Task A – Print the passage of the discussion of average Dutch height from "The article currently" to "Switzerland is 1.78m.".
Task B – In the discussion of average Dutch height, what is the measured height given for conscripts in Switzerland?
Task C – Continue the discussion of average Dutch height from where it stops.

Text shown –
<<<<
As usual, Jo, right on the money.

Anonymous said...

“I’ve never found a source actually claiming an average Dutch height of six feet one, besides newspaper articles. I found some claiming 1.84m (6’0.4”) for certain age ranges and found out that the data was self-reported – this implies that measured heights would be about an inch less.”
The article currently cited on Wikipedia is for self reported heights and says the average young Dutchman is 1.84m. I assume this also includes non-ethnic dutch residents in Holland. However, I did see a study by (I believe) van Wieringen which had measured heights: 21 year old ethnic Dutch were 1.84m on the average. This is slightly taller than measured heights for young adults from Norway, Sweden, and Denmark, all of whom averaged between 1.82-1.83m. Among other Germanic peoples, height tends to decline as you go south. I haven’t seen measured data for other regions of Germany, but from personal experience, it seems to decline from NW to S. The self reported avg for the whole country is 1.81m, which is close to the measured heights of Bundeswehr conscripts (1.8m). In Austria, the self-reported height is 1.79m and the measured height of conscripts in Switzerland is 1.78m.
“Was this the average height of ethnic Dutch, or the average height of Dutch citizens including those of foreign origin?”
>>>>
[Referring expression pointing data]
<<<<
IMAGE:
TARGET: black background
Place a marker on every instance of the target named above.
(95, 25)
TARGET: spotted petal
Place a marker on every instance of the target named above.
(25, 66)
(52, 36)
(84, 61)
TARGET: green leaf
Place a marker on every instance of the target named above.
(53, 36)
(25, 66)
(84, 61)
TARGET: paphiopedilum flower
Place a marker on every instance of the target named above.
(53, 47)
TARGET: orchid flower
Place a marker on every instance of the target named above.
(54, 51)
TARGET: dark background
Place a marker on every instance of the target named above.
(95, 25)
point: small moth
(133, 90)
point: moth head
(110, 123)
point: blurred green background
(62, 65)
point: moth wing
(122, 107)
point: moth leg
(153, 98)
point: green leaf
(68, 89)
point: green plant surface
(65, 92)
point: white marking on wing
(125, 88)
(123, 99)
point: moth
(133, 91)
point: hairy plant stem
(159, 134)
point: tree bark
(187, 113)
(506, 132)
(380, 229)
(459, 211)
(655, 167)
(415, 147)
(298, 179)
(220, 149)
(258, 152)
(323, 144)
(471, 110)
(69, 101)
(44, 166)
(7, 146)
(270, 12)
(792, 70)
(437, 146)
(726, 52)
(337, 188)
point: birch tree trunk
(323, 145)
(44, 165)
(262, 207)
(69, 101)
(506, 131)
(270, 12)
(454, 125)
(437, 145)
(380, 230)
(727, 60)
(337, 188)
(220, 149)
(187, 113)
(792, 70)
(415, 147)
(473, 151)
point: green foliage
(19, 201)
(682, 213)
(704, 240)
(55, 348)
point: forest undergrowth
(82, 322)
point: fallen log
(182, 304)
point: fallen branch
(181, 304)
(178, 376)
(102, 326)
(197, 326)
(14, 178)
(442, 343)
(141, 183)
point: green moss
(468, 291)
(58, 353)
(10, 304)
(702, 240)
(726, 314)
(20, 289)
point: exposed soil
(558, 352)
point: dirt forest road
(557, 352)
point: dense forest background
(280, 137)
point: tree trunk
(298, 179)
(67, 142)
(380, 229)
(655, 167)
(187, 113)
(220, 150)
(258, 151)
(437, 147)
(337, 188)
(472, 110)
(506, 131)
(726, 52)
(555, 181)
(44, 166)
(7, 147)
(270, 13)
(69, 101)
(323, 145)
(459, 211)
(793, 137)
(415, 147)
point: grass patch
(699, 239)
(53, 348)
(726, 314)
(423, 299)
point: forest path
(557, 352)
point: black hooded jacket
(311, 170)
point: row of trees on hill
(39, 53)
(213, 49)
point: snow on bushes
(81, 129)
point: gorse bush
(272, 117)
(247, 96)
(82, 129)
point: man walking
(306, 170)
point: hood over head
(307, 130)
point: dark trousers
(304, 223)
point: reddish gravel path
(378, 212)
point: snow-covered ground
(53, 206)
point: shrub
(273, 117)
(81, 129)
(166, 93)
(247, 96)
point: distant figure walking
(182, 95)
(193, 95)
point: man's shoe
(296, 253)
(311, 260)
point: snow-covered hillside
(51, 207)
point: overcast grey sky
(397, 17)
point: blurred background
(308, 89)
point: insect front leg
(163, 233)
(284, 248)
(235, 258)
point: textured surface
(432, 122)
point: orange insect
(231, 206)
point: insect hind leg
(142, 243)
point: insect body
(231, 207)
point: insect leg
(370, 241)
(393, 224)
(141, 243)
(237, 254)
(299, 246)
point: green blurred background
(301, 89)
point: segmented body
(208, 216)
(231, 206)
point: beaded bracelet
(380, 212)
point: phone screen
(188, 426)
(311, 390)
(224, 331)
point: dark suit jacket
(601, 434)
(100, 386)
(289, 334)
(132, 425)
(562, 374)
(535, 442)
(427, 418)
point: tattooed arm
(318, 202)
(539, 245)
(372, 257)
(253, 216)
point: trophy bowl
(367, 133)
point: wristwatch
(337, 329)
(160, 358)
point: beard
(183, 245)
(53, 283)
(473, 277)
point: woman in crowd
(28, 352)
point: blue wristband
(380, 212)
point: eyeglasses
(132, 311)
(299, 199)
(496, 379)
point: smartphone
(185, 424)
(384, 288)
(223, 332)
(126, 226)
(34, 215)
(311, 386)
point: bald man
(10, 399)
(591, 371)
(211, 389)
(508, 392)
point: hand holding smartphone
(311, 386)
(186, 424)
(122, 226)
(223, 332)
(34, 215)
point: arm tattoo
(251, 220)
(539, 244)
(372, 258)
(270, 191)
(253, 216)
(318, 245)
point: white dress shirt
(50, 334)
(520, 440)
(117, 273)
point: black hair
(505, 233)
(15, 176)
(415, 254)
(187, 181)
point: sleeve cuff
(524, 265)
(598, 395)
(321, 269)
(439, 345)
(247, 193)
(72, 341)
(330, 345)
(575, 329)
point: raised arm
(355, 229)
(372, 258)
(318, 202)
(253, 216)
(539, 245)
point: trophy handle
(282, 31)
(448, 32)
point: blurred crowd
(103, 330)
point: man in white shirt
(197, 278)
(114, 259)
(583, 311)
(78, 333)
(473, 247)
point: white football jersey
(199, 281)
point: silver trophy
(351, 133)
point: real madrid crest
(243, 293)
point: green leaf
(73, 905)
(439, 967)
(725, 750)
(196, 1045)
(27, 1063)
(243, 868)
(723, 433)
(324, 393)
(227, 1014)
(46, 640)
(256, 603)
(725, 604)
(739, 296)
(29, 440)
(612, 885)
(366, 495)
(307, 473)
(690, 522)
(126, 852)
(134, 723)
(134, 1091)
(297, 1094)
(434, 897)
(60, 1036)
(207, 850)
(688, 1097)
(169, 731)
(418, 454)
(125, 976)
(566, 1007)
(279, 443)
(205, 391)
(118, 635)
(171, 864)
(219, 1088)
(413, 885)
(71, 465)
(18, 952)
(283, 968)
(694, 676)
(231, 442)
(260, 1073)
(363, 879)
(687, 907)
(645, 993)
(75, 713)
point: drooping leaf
>>>>
<<<<
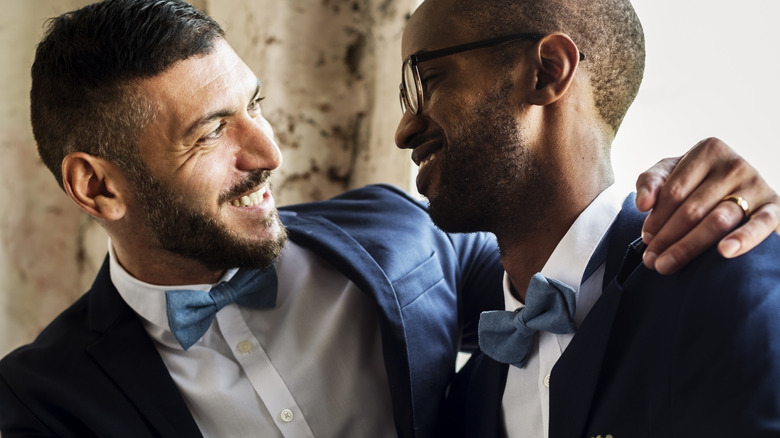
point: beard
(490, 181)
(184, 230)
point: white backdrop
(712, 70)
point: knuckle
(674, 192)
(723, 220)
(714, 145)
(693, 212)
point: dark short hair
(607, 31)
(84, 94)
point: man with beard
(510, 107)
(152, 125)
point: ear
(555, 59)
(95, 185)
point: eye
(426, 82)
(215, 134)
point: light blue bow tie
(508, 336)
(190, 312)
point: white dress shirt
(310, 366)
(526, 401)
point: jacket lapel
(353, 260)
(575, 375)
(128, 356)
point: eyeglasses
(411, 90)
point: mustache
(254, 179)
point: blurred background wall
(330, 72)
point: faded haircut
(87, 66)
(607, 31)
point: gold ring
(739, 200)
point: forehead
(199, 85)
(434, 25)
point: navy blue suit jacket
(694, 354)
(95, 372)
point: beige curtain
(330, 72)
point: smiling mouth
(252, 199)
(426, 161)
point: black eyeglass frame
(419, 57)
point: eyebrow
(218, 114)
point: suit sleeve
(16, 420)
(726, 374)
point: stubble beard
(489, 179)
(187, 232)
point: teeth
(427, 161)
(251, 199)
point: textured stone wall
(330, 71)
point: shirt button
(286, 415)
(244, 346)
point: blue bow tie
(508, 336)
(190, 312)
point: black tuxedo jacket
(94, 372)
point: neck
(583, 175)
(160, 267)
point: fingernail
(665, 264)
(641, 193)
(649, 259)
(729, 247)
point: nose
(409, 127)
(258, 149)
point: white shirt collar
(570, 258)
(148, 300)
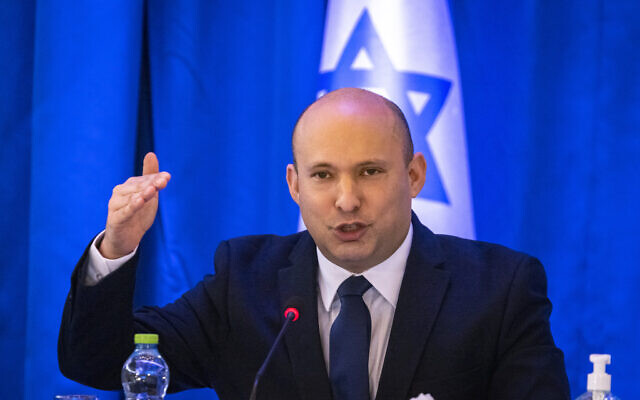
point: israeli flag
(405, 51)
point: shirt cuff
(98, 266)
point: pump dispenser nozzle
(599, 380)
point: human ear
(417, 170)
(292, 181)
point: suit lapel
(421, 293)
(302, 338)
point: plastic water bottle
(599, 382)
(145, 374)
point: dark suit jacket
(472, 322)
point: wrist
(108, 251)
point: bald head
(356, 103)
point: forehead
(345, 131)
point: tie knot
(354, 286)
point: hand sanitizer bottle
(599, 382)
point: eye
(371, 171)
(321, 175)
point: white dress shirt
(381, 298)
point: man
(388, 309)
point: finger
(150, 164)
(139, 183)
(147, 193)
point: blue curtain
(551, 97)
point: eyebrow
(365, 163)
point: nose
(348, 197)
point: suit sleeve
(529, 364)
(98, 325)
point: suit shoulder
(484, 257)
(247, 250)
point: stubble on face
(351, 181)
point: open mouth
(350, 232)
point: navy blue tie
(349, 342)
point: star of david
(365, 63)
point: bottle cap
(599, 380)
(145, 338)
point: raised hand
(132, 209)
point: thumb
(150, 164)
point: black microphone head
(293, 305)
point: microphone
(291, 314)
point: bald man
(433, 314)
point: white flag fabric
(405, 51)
>>>>
Written response A –
The article currently cited on Wikipedia is for self reported heights and says the average young Dutchman is 1.84m. I assume this also includes non-ethnic dutch residents in Holland. However, I did see a study by (I believe) van Wieringen which had measured heights: 21 year old ethnic Dutch were 1.84m on the average. This is slightly taller than measured heights for young adults from Norway, Sweden, and Denmark, all of whom averaged between 1.82-1.83m. Among other Germanic peoples, height tends to decline as you go south. I haven’t seen measured data for other regions of Germany, but from personal experience, it seems to decline from NW to S. The self reported avg for the whole country is 1.81m, which is close to the measured heights of Bundeswehr conscripts (1.8m). In Austria, the self-reported height is 1.79m and the measured height of conscripts in Switzerland is 1.78m.

Written response B – 1.78m

Written response C –
The same research team did a study of the children born in Holland to Turkish and Moroccan immigrants. Their measured heights averaged 1.74m and 1.75, respectively.
"I find it hard to believe they're (Yugoslavs) really that tall."
The 1.86m for the Dinaric Alps is very tall, especially because it is for 17 year olds, so their final height will probably be a bit taller. However, National Health surveys from Croatia and Slovenia show measured heights for young adult males that are tall, but not significantly different than German countries (both Croatia and Slovenia averaged about 1.8m)
Also, a note about secular trends: While people have certainly gotten much taller since the mid 19th C. in industrialized countries, the increase is not as big as some sources make it out to be. For instance, one often hears that the Dutch went from 1.65m to 1.84. However, the 1.65m from the mid 19th C. is for 18 year old conscripts. In the past, due to poor nutrition, most men kept growing until their mid 20s, so the 19th C. conscripts would have had a final height of about 1.7 or 1.71m, as can be seen in other mid-19th C samples of mature individuals in their mid-20s.

realist said...

For instance, one often hears that the Dutch went from 1.65m to 1.84. However, the 1.65m from the mid 19th C. is for 18 year old conscripts. In the past, due to poor nutrition, most men kept growing until their mid 20s, so the 19th C. conscripts would have had a final height of about 1.7 or 1.71m, as can be seen in other mid-19th C samples of mature individuals in their mid-20s.

I wonder if Flynn Effect claims get inflated by the same cause, since they too are mostly from samples who have not fully matured.

Simon said...

"21 year old ethnic Dutch were 1.84m on the average. This is slightly taller than measured heights for young adults from Norway, Sweden, and Denmark, all of whom averaged between 1.82-1.83m."

I am very skeptical about all those heights - given that in all years Norway the richest country in Scandinavia has not been able to achieve an average height of over 180cm for its conscripts.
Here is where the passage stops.